Dataset excerpt:

##############################

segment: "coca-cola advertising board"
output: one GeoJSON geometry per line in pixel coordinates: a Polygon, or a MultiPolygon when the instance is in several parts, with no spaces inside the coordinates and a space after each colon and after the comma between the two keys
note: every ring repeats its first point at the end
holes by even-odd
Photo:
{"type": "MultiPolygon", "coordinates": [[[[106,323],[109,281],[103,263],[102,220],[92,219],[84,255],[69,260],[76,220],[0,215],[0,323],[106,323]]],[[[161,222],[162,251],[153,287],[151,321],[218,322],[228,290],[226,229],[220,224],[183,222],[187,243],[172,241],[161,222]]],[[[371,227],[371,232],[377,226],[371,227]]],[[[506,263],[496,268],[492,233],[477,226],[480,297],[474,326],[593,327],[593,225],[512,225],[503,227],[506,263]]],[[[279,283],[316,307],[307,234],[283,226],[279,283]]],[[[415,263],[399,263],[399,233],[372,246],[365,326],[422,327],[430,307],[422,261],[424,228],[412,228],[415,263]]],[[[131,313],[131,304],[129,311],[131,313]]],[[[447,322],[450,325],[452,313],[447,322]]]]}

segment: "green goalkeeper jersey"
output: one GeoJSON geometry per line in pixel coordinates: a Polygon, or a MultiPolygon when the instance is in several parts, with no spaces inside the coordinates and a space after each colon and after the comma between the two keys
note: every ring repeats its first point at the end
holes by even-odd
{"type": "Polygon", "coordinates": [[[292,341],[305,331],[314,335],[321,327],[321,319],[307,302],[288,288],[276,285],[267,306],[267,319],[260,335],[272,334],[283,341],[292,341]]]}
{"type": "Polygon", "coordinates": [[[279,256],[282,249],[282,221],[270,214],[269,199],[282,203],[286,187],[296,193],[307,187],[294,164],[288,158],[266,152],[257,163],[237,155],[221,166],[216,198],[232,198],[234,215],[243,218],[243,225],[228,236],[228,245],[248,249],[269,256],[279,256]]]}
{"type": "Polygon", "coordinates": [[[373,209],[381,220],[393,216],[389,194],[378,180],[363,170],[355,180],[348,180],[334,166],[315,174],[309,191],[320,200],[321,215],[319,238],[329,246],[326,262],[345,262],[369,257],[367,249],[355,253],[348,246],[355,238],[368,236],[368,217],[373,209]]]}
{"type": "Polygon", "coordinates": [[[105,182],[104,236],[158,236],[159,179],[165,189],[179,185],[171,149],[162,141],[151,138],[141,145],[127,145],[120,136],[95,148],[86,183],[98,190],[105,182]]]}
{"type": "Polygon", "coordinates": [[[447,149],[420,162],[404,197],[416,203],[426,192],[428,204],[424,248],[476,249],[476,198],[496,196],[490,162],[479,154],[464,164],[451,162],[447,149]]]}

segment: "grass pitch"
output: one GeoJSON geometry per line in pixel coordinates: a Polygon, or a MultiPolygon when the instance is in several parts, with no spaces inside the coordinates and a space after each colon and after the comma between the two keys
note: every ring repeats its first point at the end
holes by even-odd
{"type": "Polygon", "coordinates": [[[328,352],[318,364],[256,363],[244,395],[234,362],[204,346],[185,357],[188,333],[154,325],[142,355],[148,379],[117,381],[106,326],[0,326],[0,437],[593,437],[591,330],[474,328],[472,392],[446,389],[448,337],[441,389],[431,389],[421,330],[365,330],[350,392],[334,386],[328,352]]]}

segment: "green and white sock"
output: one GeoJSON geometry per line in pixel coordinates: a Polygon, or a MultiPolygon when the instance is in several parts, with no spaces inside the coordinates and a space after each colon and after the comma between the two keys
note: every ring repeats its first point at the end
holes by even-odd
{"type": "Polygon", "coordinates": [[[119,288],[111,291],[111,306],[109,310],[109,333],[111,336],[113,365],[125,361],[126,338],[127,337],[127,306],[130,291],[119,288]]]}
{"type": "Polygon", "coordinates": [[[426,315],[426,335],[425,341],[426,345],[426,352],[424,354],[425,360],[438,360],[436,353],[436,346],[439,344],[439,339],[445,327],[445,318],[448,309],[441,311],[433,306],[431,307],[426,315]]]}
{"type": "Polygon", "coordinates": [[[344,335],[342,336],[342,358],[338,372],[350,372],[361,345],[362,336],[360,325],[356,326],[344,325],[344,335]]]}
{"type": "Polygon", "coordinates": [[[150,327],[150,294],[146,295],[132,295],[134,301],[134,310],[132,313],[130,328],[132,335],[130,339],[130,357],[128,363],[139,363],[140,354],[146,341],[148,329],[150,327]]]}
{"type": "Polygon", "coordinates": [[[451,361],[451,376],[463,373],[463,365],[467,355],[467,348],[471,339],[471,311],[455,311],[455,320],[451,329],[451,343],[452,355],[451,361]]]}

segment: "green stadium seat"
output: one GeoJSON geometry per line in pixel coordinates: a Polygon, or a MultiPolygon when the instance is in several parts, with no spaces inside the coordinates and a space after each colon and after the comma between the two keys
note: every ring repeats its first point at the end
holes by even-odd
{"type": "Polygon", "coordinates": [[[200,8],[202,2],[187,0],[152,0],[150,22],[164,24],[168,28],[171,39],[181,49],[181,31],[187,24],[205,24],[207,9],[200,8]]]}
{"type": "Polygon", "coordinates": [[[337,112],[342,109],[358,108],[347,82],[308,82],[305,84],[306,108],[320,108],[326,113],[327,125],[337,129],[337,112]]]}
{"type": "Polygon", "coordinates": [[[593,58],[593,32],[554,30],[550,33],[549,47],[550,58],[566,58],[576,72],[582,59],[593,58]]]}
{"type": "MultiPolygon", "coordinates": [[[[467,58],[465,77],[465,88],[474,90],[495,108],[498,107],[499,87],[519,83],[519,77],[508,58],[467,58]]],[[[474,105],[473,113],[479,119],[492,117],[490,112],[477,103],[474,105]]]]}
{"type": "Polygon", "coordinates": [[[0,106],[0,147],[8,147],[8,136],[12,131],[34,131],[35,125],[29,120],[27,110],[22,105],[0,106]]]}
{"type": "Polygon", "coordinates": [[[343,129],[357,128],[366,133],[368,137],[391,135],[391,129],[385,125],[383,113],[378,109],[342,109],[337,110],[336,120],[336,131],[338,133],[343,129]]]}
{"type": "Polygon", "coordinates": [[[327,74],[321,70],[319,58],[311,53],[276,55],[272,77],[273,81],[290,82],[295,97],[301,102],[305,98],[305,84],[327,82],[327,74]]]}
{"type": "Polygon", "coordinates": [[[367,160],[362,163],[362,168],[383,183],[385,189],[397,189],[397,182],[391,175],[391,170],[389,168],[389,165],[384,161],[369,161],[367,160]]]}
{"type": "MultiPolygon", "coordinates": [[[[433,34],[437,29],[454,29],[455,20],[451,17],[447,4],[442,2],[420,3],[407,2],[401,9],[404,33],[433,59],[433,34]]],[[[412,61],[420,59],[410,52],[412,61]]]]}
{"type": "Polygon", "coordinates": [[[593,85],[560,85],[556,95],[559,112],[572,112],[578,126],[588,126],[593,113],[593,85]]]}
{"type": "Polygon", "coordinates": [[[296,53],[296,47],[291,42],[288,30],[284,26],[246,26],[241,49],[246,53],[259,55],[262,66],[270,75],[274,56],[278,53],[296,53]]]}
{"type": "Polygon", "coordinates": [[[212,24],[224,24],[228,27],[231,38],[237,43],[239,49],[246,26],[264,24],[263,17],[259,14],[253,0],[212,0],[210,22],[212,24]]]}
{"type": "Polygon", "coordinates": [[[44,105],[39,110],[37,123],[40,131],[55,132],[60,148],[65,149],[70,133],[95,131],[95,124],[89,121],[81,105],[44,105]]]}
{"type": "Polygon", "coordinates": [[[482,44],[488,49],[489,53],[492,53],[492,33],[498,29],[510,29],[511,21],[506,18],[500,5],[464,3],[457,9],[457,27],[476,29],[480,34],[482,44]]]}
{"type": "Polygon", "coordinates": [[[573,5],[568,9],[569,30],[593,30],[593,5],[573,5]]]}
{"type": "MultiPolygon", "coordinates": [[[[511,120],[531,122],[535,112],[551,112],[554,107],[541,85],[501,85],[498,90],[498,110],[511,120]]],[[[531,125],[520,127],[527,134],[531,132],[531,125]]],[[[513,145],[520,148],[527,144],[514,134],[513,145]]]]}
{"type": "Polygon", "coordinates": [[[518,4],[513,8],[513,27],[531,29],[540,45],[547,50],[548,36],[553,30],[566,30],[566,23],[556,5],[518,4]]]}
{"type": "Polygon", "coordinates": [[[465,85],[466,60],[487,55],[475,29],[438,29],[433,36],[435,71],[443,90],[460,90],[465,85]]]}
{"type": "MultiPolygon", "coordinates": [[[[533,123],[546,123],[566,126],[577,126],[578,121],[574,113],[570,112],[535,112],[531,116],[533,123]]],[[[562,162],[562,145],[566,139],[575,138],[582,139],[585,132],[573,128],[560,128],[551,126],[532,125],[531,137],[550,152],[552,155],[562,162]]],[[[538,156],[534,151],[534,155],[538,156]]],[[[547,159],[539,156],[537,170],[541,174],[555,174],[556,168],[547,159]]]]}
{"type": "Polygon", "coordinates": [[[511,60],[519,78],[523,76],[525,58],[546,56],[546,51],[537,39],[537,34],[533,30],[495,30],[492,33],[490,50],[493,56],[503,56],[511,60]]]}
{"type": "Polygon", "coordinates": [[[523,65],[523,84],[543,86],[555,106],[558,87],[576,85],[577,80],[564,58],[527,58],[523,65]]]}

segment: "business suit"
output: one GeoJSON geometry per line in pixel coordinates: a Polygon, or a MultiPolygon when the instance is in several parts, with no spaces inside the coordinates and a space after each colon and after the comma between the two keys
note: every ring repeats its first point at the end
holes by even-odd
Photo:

##############################

*WRITTEN EXERCISE*:
How many lines of the material above contain the string "green"? Treat the match as case-sensitive and reply with the number alone.

*WRITTEN REPLY*:
3